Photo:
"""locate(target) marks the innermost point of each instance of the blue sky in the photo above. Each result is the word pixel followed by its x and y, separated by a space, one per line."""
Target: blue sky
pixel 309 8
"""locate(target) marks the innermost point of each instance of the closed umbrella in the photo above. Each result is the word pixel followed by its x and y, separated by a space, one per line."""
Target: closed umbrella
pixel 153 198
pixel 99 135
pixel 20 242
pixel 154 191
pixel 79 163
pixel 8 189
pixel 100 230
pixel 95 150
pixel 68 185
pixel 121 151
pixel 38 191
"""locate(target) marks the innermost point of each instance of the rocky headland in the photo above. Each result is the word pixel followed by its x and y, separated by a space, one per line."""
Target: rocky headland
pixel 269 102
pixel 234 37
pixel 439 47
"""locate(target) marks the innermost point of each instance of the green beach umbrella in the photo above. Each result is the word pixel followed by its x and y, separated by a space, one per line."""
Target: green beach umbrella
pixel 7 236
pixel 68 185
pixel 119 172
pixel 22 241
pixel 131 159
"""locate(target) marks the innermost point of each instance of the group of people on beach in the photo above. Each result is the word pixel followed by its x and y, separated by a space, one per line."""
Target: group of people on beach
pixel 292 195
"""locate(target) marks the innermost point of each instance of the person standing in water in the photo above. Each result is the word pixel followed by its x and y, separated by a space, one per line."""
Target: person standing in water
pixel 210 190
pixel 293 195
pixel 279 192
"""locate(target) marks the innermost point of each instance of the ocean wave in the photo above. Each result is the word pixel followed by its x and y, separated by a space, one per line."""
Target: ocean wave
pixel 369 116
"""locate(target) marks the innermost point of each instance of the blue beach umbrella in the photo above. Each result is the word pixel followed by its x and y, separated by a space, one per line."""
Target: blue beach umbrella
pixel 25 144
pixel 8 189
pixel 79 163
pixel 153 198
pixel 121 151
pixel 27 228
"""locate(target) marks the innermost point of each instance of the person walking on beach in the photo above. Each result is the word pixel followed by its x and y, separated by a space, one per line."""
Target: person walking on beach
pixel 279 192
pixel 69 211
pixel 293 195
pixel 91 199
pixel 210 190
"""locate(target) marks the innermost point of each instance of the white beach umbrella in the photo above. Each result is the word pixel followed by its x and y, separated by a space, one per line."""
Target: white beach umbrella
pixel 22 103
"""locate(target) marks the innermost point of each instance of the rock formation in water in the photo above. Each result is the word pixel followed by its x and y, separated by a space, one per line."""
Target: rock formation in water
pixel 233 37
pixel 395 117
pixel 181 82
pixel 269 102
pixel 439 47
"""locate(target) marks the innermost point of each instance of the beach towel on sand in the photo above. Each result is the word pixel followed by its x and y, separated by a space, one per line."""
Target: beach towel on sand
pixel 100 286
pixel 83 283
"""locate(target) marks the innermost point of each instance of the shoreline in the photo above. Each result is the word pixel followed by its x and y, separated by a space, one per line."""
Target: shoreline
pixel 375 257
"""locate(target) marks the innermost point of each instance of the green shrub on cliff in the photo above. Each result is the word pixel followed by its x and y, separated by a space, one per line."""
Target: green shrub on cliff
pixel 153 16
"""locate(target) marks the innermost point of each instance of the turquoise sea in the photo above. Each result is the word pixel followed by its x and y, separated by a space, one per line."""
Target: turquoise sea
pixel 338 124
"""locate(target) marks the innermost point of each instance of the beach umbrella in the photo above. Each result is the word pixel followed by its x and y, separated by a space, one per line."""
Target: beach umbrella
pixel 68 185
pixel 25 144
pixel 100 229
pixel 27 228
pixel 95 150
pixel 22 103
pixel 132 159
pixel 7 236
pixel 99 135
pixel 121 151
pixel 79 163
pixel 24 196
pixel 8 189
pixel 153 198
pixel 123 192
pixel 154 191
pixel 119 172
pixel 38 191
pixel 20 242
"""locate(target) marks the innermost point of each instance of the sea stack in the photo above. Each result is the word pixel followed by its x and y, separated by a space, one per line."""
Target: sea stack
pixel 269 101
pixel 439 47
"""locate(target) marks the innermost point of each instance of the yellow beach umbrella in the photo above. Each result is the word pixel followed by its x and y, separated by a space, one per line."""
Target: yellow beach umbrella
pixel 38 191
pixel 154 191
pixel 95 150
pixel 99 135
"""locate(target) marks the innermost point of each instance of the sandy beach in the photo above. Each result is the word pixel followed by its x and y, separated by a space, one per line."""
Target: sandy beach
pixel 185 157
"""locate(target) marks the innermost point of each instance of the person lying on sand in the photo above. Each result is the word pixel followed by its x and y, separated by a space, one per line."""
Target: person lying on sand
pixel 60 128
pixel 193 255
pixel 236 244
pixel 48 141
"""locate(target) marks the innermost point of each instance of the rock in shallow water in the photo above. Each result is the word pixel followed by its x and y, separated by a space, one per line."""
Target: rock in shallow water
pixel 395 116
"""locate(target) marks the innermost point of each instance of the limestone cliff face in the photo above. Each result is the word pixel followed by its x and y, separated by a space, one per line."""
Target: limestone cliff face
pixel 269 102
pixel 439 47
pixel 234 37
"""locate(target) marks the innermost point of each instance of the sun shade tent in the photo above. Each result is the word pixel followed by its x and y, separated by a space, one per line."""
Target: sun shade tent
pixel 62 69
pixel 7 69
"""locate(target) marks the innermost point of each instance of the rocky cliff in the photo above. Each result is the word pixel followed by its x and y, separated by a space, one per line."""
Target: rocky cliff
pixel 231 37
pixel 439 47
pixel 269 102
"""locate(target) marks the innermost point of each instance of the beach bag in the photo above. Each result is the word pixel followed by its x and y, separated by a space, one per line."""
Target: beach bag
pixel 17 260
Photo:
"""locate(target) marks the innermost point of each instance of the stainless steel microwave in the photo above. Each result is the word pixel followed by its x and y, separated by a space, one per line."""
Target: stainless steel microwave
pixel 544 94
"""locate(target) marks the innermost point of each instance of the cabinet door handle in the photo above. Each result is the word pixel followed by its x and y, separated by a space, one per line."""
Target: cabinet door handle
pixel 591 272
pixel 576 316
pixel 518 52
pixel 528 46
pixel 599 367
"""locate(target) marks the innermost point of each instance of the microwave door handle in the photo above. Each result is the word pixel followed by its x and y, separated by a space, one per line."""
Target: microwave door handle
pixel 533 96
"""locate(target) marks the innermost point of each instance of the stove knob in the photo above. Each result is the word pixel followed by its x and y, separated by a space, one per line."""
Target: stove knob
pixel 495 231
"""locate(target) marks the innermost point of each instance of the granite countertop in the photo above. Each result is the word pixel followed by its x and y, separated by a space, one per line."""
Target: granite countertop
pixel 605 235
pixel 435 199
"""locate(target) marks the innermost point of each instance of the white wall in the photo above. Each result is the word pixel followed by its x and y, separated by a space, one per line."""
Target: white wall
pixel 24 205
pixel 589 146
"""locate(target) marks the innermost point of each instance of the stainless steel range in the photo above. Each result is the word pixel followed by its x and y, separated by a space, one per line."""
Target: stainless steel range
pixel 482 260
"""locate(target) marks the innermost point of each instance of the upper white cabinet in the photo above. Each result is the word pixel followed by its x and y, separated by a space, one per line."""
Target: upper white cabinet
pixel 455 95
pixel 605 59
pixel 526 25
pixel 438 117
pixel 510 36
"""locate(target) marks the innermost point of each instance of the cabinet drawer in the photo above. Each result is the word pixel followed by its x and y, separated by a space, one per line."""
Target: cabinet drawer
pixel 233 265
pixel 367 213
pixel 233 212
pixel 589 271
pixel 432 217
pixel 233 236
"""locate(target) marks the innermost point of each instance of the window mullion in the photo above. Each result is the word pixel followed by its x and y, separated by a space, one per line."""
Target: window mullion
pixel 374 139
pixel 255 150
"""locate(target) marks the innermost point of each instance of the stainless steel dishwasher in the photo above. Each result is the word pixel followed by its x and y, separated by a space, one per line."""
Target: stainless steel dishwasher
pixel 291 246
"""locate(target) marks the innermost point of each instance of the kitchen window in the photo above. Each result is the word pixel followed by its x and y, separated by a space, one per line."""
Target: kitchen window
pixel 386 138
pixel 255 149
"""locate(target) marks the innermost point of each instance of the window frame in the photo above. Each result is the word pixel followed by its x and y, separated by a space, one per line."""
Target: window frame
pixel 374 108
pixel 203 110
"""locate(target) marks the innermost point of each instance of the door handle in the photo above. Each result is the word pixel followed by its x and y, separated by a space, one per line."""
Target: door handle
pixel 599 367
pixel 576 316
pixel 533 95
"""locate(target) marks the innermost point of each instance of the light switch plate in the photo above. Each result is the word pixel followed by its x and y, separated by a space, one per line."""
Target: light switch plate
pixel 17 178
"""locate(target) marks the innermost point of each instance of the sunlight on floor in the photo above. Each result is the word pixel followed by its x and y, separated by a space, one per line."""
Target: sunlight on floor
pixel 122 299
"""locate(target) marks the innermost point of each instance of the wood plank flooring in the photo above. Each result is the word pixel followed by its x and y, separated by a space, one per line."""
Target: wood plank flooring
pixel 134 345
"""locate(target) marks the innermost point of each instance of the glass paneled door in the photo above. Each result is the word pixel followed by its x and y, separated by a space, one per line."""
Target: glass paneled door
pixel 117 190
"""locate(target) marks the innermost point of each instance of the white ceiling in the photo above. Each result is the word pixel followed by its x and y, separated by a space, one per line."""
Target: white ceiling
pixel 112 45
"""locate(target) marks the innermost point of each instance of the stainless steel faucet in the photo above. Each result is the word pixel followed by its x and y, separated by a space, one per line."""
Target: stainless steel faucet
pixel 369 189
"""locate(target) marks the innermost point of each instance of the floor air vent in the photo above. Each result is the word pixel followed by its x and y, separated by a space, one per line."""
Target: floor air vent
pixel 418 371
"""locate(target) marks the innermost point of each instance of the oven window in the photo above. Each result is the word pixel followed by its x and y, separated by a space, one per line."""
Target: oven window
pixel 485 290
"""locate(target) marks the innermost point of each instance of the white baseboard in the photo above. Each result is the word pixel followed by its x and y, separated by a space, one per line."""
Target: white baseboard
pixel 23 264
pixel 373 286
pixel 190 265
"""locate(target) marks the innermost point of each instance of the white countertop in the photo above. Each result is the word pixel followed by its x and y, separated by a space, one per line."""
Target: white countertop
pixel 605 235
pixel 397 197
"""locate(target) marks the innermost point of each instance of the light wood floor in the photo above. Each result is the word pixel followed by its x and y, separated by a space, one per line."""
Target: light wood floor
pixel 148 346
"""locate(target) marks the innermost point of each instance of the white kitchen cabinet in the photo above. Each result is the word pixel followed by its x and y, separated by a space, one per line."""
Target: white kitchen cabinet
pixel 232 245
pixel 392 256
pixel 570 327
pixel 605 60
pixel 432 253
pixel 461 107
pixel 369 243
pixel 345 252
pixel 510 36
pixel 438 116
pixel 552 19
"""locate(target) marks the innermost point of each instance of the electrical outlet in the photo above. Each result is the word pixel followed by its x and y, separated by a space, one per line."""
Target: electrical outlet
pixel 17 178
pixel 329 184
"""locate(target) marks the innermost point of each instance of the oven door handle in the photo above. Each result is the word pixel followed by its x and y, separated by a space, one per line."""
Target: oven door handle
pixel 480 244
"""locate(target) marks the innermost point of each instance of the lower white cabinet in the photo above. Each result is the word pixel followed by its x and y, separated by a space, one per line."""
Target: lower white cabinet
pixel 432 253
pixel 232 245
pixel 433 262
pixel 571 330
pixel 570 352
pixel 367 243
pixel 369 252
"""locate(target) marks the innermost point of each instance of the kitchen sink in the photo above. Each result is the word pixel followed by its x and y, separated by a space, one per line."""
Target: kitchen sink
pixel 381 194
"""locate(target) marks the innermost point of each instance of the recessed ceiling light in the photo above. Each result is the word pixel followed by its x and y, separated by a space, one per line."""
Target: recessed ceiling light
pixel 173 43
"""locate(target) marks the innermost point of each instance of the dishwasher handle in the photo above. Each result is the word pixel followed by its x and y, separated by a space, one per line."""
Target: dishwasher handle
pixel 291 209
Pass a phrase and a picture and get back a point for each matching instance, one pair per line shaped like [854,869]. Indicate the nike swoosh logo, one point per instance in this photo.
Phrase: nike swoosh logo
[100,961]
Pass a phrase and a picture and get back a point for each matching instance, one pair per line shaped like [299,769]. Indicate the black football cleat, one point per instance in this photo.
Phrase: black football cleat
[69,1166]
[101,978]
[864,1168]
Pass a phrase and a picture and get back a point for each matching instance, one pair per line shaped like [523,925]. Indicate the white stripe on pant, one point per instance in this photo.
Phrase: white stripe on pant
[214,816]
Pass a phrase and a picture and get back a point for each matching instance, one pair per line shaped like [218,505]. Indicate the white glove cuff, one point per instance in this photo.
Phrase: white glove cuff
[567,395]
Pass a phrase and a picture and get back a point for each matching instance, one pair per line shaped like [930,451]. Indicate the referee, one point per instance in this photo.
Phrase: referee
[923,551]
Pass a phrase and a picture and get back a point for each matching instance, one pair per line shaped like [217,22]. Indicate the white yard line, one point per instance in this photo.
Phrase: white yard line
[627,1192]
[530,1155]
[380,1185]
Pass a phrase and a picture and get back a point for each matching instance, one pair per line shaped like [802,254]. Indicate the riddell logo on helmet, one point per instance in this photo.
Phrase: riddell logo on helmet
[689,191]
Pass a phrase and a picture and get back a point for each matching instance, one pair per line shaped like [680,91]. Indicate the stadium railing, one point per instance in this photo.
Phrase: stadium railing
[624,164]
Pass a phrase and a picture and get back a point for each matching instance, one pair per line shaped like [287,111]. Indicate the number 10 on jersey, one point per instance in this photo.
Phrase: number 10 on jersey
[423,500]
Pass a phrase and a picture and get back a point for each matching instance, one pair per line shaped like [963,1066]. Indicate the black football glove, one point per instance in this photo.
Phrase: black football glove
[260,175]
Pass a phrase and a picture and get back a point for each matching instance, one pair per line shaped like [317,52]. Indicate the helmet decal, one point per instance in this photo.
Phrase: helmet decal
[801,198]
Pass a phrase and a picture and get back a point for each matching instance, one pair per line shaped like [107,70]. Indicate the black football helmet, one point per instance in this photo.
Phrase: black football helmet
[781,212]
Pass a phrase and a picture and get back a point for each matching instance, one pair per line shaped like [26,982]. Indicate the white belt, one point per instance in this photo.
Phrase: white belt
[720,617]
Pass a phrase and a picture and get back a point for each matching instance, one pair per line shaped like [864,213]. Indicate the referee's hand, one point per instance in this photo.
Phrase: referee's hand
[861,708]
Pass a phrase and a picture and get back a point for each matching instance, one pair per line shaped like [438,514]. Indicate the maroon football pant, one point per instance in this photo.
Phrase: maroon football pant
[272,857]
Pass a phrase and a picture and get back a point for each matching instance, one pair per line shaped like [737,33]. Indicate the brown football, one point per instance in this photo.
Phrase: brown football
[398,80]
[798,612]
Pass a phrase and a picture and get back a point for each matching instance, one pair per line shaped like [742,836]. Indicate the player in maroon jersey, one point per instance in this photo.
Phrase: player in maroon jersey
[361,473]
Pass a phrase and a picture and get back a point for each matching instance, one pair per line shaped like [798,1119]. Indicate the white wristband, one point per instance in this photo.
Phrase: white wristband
- - -
**What to produce**. Would you print, exactly as written, every line above from the one holding "the oven door" through the one holding "shaped like [523,925].", with both included and no other lines?

**Result of this exercise**.
"""locate(target) marks the innermost point of each instance of the oven door handle in the photo above. Each result is the word pixel followed by its x and y, separated by a space, one per line."""
Target: oven door handle
pixel 480 244
"""locate(target) marks the innermost point of each instance of the lower white cabinet in the photo above. Each result is the word pixel followed by its x and y, separated by a space, one per line."""
Target: lower white cabinet
pixel 432 253
pixel 232 245
pixel 433 262
pixel 571 330
pixel 570 352
pixel 367 243
pixel 369 252
"""locate(target) marks the innermost point of each instance of the kitchen sink in the photo above. Each result is the word pixel followed by its x and y, separated by a space, one per line."""
Target: kitchen sink
pixel 381 194
"""locate(target) marks the innermost point of each instance of the recessed ceiling light in the photo above. Each result is the word pixel followed by its x and y, separated by a space, one per line."""
Target: recessed ceiling light
pixel 173 43
"""locate(target) marks the innermost point of each instance of the dishwasher handle in the photo above. Each result is the word pixel followed by its x and y, separated by a space, one per line."""
Target: dishwasher handle
pixel 291 209
Pass a phrase and a picture and get back a point for each matching instance, one pair per line shaped like [854,869]. Indicate the nike swoosh logo, one point per instance in this photo.
Phrase: nike swoosh logo
[100,961]
Pass a phrase and a picture and get back a point for each matching instance, one pair per line shaped like [299,769]. Indicate the black football cleat, one point per instance in this photo.
Phrase: black football cleat
[69,1166]
[101,978]
[864,1168]
Pass a phrase and a picture and get back a point for each matching instance, one pair per line shaped like [523,925]. Indicate the white stripe on pant, one point per instance in this photo.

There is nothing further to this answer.